= Beginning of Section =

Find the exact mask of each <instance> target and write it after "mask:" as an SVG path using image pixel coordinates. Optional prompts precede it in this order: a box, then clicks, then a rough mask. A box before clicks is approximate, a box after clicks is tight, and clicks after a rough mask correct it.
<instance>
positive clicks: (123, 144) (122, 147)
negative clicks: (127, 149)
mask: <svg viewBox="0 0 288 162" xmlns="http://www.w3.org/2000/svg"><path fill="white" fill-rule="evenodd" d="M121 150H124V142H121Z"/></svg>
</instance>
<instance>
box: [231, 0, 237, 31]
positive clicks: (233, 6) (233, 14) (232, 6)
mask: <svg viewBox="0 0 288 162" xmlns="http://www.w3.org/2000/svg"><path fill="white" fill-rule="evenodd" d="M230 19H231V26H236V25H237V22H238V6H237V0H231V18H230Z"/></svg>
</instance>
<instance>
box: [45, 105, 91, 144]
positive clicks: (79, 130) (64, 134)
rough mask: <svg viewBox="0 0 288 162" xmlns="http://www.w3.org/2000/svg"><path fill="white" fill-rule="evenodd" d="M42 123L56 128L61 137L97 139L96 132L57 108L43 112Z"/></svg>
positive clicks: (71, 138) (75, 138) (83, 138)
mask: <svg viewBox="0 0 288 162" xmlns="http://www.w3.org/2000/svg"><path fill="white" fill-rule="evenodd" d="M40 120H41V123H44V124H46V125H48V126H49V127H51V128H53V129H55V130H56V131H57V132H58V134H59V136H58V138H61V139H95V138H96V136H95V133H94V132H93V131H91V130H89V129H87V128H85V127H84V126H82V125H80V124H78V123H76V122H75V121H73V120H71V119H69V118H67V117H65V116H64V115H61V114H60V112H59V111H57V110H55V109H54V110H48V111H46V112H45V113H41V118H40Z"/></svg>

= End of Section =

Task requirements: Please update the records above by changing every "rough mask" to "coarse mask" and leaving everything else as it is.

Task result:
Find the exact mask of each <instance> target and write it after "mask:" as an SVG path using image pixel coordinates. Optional prompts precede it in this order: a box, then clicks, then a coarse mask. A box before clicks is approximate, a box after clicks is tight, and clicks after a coarse mask correct it.
<instance>
positive clicks: (123, 144) (122, 147)
negative clicks: (127, 149)
mask: <svg viewBox="0 0 288 162" xmlns="http://www.w3.org/2000/svg"><path fill="white" fill-rule="evenodd" d="M121 150H124V142H121Z"/></svg>
</instance>
<instance>
box: [231, 0, 237, 31]
positive clicks: (233, 6) (233, 14) (232, 6)
mask: <svg viewBox="0 0 288 162" xmlns="http://www.w3.org/2000/svg"><path fill="white" fill-rule="evenodd" d="M230 19H231V26H236V25H237V22H238V6H237V0H231V18H230Z"/></svg>
</instance>
<instance>
box: [45, 105, 91, 144]
positive clicks: (79, 130) (64, 134)
coarse mask: <svg viewBox="0 0 288 162" xmlns="http://www.w3.org/2000/svg"><path fill="white" fill-rule="evenodd" d="M42 123L56 128L61 137L97 139L96 132L57 108L43 112Z"/></svg>
positive clicks: (71, 138) (75, 138) (83, 138)
mask: <svg viewBox="0 0 288 162" xmlns="http://www.w3.org/2000/svg"><path fill="white" fill-rule="evenodd" d="M40 120H41V123H44V124H46V125H48V126H49V127H51V128H53V129H55V130H56V131H57V132H58V134H59V136H58V138H61V139H95V138H96V136H95V133H94V132H93V131H91V130H89V129H87V128H85V127H84V126H82V125H80V124H78V123H76V122H75V121H73V120H71V119H69V118H67V117H65V116H64V115H61V114H60V112H59V111H57V110H55V109H54V110H48V111H46V112H45V113H41V118H40Z"/></svg>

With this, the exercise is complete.